Swap every "coastline" in the entries below for "shoreline" and write them out again with nothing else changed.

─── DATA SUPPLIED

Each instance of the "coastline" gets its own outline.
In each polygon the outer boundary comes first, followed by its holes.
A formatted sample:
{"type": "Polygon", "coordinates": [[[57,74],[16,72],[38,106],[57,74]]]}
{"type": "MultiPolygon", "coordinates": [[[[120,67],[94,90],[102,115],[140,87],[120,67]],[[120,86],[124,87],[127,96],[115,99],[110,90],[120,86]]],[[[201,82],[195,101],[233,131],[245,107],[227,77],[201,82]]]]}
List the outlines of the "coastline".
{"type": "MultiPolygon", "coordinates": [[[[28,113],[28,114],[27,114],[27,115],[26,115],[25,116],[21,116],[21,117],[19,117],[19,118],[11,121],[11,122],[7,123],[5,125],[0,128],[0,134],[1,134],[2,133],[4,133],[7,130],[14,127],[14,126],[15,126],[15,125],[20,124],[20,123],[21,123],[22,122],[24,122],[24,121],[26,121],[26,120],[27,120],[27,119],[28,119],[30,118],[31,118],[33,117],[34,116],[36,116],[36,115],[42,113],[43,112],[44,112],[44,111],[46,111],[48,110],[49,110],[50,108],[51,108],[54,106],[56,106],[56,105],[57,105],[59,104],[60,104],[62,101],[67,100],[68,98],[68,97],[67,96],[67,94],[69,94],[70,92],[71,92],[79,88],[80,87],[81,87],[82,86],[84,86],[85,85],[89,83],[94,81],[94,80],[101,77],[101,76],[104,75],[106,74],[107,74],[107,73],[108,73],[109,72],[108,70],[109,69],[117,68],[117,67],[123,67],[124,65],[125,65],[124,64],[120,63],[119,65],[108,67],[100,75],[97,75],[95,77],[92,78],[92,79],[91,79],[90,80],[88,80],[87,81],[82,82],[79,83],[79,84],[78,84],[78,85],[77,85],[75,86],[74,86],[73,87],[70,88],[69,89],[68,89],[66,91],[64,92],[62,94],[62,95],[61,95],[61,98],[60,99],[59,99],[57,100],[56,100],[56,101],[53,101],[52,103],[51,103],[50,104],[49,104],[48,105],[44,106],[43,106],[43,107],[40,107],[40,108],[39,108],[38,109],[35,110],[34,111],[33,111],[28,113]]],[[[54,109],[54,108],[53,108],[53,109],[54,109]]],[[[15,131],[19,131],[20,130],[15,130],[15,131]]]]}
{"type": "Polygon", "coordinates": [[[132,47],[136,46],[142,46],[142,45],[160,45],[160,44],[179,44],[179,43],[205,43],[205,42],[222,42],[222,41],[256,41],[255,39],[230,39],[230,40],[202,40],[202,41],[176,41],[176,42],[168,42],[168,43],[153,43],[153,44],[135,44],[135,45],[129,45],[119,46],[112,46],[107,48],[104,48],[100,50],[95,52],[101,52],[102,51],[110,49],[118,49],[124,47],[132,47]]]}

──────

**RESPONSE TO THE TASK:**
Each instance of the "shoreline" gets its own outline.
In each polygon the outer boundary comes first, followed by its holes.
A formatted sample:
{"type": "Polygon", "coordinates": [[[57,74],[16,72],[38,106],[57,74]]]}
{"type": "MultiPolygon", "coordinates": [[[[120,67],[94,90],[102,115],[140,87],[120,67]],[[120,86],[124,87],[127,96],[115,99],[110,90],[120,86]]],[[[201,82],[195,101],[233,131],[245,107],[227,77],[201,82]]]]}
List the outlines of the "shoreline".
{"type": "MultiPolygon", "coordinates": [[[[28,113],[28,114],[27,114],[27,115],[26,115],[25,116],[21,116],[21,117],[19,117],[19,118],[11,121],[11,122],[7,123],[5,125],[0,128],[0,134],[1,134],[2,133],[4,133],[7,130],[14,127],[14,126],[15,126],[15,125],[20,124],[20,123],[21,123],[22,122],[24,122],[24,121],[26,121],[26,120],[27,120],[27,119],[28,119],[30,118],[31,118],[33,117],[34,116],[36,116],[36,115],[42,113],[43,112],[44,112],[44,111],[46,111],[48,110],[49,110],[50,108],[51,108],[54,106],[56,106],[56,105],[57,105],[59,104],[60,104],[62,101],[67,100],[68,98],[68,97],[67,96],[67,94],[69,94],[70,92],[71,92],[79,88],[80,87],[81,87],[82,86],[84,86],[85,85],[89,83],[94,81],[94,80],[101,77],[101,76],[104,75],[106,74],[107,74],[107,73],[108,73],[109,72],[108,70],[109,69],[117,68],[117,67],[123,67],[124,65],[125,65],[124,64],[120,63],[119,65],[108,67],[100,75],[97,75],[95,77],[92,78],[92,79],[91,79],[90,80],[88,80],[87,81],[82,82],[79,83],[79,84],[78,84],[78,85],[77,85],[75,86],[74,86],[73,87],[70,88],[69,89],[68,89],[66,91],[64,92],[62,94],[62,95],[61,95],[61,98],[60,99],[59,99],[57,100],[56,100],[56,101],[53,101],[52,103],[51,103],[50,104],[49,104],[48,105],[44,106],[43,106],[43,107],[40,107],[40,108],[39,108],[38,109],[35,110],[34,111],[33,111],[28,113]]],[[[54,109],[54,108],[53,108],[53,109],[54,109]]],[[[15,131],[19,131],[20,130],[15,130],[15,131]]]]}
{"type": "Polygon", "coordinates": [[[132,47],[136,46],[142,46],[142,45],[160,45],[160,44],[179,44],[179,43],[205,43],[205,42],[222,42],[222,41],[256,41],[255,39],[230,39],[230,40],[202,40],[202,41],[176,41],[176,42],[168,42],[168,43],[153,43],[153,44],[135,44],[135,45],[129,45],[119,46],[112,46],[107,48],[104,48],[100,50],[95,52],[101,52],[102,51],[110,49],[118,49],[124,47],[132,47]]]}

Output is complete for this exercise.